Print the whole listing again, exactly as it stands.
DATA FOR REVIEW Block Start
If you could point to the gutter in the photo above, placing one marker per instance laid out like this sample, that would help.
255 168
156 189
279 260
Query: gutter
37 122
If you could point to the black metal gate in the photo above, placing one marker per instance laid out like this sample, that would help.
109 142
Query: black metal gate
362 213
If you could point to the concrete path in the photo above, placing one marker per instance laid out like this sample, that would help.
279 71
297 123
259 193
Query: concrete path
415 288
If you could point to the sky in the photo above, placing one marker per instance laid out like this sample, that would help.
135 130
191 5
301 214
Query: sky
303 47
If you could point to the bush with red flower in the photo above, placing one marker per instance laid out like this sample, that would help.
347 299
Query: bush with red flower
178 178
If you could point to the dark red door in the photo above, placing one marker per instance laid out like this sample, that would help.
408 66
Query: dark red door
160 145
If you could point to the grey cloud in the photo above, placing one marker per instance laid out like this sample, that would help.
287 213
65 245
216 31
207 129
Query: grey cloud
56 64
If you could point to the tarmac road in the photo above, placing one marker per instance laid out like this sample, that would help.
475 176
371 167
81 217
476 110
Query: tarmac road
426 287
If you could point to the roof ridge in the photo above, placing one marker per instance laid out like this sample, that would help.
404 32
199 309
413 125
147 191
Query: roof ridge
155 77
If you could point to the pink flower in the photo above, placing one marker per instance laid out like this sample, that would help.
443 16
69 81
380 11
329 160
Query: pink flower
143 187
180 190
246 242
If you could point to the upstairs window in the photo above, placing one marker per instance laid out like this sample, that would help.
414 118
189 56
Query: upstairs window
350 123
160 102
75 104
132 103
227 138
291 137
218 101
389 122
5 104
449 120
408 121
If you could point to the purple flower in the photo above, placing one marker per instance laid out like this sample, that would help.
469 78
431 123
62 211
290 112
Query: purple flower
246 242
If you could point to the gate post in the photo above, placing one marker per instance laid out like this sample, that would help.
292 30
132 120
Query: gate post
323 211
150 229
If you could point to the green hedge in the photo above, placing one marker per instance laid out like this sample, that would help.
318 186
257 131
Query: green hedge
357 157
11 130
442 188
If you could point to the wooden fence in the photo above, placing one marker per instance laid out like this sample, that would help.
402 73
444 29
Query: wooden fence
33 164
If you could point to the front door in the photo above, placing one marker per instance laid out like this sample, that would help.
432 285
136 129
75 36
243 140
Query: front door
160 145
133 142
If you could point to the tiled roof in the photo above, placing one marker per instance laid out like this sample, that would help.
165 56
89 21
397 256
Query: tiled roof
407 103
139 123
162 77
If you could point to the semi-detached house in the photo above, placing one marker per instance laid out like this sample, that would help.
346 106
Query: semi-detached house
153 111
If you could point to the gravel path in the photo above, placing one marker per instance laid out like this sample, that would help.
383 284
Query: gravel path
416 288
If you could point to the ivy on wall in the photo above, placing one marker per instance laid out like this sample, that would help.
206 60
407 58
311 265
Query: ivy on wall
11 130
DATA FOR REVIEW Block End
### RESULT
If you could point to the gutter in the photo above, placing one marker per instance laid out like this sample, that would help.
255 168
156 189
279 260
Query: gutter
37 122
If you could point to the black metal gate in the photo above, placing one marker per instance laid out like this sample, that would help.
109 142
Query: black metal gate
362 213
If you could point to the concrete path in the photo above, placing one marker per instance laid out like this sample, that would help.
279 71
297 123
259 193
Query: concrete path
415 288
If you could point to the sky in the photo above, placing one marker per instance laid out like this sample, that would help.
135 130
191 5
301 214
Query: sky
303 47
If you could point to the bush with red flower in the photo above, placing one marker per instance laid out like this sample, that would help.
347 299
Query: bush with red flower
178 178
If you could point to the dark red door in the photo above, placing one marker per instance laid out like this sample, that would help.
408 66
Query: dark red door
160 145
If you could point to the grey cloud in the photo above, placing one marker per instance laid out like this sample, that would help.
287 213
65 245
216 31
207 129
Query: grey cloud
56 64
If you could point to the tarmac road in the photo above, placing one marker per instance laid out like this sample, that would help.
475 176
371 167
81 217
476 110
Query: tarmac road
426 287
If you could point to the roof ridge in the photo above, placing one marker per instance laid out like this sample, that would help.
404 32
199 309
413 125
147 191
Query: roof ridge
155 77
If you could point to the pink flower in the photo above, placing one marker per instance laid out like this sample, that would help.
443 16
69 81
380 11
329 160
Query: pink flower
143 187
180 190
246 242
If you could point to the upstairs window in the photo above, placing one marker per instance laid out like this sample, that would help.
414 118
189 56
Query: upstairs window
350 123
160 102
75 104
132 103
227 138
291 137
218 101
389 122
5 104
449 120
408 121
If you could point to the purple flower in the photo above, placing one marker per instance laid out like this sample, that would help.
469 78
431 123
62 211
290 112
Query: purple flower
246 242
If you could point to the gate post in the photo above, placing one marker per instance laid out like this sample, that would help.
292 30
132 120
Query: gate post
323 211
150 229
If you could point to the green hedge in the photo above, placing one marker per instance laid out like this sample, that would help.
318 186
257 131
Query: green hedge
357 157
11 130
442 188
If you could point to the wooden fence in the photo above, placing one marker per instance laid out like this sample, that would help.
402 73
444 29
Query: wooden fence
33 164
If you could point to the front door in the photo above, placing one marker per instance laid out like this sample, that would help.
432 285
136 129
75 36
243 140
Query: front door
160 145
133 142
If you could point to the tiled roof in the photo above, placing one marker per instance laid out like this sample, that would help.
165 56
89 21
397 256
Query: tiled roof
407 103
139 123
162 77
If you could point to the semi-detached house in the photo above, placing one marker per instance laid out like this sample, that would help.
346 106
Query: semi-detached house
153 111
If you could point to the gravel path in the photo above, placing one marker per instance laid out like this sample, that would help.
383 284
Query: gravel path
416 288
If you could point to the ivy on wall in the photo above, placing one marker per instance laid out like this sample, that would help.
206 60
407 58
311 265
Query: ivy on wall
11 130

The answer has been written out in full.